- THE EXERCISE -
Rewrite the listing from its first line through the line containing "<point>371,479</point>", changing every "goalkeeper" to "keeper" and leaving everything else as it is.
#####
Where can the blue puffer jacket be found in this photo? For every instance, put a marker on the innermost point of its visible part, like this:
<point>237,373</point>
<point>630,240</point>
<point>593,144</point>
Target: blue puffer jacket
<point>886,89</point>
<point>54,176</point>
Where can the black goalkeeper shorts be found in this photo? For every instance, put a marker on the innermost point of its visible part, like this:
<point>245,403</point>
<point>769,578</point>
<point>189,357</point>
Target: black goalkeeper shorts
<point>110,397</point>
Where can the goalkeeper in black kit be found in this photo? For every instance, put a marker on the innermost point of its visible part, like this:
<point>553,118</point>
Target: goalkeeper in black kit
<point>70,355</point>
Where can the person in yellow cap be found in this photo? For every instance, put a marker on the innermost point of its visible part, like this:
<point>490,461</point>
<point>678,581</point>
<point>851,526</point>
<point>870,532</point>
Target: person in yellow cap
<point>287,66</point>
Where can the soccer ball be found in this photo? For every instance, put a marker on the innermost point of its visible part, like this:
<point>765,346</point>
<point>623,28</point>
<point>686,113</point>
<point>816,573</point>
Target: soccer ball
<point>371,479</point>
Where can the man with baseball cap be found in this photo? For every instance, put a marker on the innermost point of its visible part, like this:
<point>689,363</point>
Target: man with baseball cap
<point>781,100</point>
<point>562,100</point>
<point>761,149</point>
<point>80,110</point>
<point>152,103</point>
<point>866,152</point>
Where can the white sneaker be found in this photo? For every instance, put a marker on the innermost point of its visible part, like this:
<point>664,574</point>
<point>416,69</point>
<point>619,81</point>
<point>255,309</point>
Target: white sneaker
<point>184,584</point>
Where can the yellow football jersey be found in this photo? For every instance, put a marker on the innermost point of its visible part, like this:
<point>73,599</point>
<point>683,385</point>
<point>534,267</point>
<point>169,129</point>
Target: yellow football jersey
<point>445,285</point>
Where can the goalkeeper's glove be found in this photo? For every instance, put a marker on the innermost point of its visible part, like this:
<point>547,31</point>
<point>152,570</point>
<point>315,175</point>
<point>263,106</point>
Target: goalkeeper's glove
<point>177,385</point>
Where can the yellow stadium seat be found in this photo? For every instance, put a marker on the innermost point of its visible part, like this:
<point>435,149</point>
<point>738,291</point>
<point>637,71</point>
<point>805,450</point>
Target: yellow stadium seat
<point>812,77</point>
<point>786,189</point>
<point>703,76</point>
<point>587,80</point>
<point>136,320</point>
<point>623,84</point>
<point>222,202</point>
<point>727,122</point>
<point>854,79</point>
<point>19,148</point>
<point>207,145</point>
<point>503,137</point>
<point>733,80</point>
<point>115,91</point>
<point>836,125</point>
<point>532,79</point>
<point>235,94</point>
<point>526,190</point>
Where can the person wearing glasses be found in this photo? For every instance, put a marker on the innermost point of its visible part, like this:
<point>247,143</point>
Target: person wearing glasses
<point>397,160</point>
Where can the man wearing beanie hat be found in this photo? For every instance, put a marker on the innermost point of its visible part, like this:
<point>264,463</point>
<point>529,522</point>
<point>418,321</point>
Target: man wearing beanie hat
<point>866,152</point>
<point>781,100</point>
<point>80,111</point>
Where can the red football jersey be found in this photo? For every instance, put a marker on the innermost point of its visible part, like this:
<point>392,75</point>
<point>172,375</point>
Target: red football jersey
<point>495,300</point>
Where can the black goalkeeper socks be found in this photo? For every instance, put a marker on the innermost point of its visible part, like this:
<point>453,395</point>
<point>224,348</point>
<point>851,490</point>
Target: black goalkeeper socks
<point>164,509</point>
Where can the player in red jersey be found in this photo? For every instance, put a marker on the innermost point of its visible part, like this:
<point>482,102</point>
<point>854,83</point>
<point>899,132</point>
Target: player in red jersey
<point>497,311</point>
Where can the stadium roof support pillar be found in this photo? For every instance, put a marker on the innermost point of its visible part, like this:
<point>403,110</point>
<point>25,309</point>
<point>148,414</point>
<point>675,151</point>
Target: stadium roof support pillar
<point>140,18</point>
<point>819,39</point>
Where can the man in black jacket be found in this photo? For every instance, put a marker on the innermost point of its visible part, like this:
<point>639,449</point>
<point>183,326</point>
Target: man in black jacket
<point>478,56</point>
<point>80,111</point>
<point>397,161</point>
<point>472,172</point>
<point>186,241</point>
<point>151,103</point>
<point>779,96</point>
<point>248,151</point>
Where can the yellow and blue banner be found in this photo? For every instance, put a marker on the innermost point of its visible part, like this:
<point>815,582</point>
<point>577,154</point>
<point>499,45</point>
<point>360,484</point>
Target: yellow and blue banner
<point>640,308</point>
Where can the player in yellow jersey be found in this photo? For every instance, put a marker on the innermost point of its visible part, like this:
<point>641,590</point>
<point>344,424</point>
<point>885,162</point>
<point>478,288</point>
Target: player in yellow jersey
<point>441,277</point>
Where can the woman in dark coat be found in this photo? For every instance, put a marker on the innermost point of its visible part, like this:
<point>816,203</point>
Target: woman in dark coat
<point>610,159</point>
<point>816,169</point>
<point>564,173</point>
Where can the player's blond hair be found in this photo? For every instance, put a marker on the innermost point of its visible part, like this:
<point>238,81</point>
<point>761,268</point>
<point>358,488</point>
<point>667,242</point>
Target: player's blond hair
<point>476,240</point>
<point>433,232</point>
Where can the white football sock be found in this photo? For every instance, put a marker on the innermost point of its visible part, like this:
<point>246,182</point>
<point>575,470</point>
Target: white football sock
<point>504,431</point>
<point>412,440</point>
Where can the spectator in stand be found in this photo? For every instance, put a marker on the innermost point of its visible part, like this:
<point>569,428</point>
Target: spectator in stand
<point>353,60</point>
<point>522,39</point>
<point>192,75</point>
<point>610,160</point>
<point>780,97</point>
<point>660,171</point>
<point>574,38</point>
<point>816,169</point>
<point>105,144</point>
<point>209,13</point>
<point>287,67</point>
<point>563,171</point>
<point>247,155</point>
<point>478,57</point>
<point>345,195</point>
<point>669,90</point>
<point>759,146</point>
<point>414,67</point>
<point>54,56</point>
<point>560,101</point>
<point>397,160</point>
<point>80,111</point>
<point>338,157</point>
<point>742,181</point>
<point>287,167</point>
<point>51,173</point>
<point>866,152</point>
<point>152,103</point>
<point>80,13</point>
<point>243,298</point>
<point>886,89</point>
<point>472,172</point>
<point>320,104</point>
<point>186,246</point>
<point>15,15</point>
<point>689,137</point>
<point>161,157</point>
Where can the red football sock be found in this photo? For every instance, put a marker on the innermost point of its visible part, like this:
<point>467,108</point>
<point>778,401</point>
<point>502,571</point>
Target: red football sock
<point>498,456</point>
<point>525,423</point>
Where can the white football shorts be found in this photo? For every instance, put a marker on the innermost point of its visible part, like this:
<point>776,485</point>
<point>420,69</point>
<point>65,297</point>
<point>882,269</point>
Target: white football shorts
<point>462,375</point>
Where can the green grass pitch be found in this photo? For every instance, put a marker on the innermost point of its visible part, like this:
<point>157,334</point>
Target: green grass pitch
#####
- SOLUTION FOR THIS TASK -
Where can the blue puffer jacket be found in this photo? For every instance, put a marker on the innermost point of its visible part, like this:
<point>237,373</point>
<point>630,240</point>
<point>593,144</point>
Target: blue puffer jacket
<point>886,89</point>
<point>54,176</point>
Where can the black keeper shorts be found in this photo? For every instance, put a marker on the innermost point of its visible part, like this:
<point>245,403</point>
<point>769,578</point>
<point>189,357</point>
Target: black keeper shorts
<point>110,397</point>
Where can the keeper in black kit be found in this photo? For every instance, put a marker on the innermost point of its visible part, like this:
<point>553,118</point>
Target: keeper in black kit
<point>70,355</point>
Where can the person in yellow cap be found in this photo? For every instance, put a marker on the innermost point of its visible part, like this:
<point>490,461</point>
<point>678,581</point>
<point>851,526</point>
<point>870,532</point>
Target: person in yellow cap
<point>287,66</point>
Where can the soccer ball be found in this photo? For every instance, put a marker on the innermost point of its visible part, like this:
<point>765,346</point>
<point>623,28</point>
<point>686,113</point>
<point>816,573</point>
Target: soccer ball
<point>371,479</point>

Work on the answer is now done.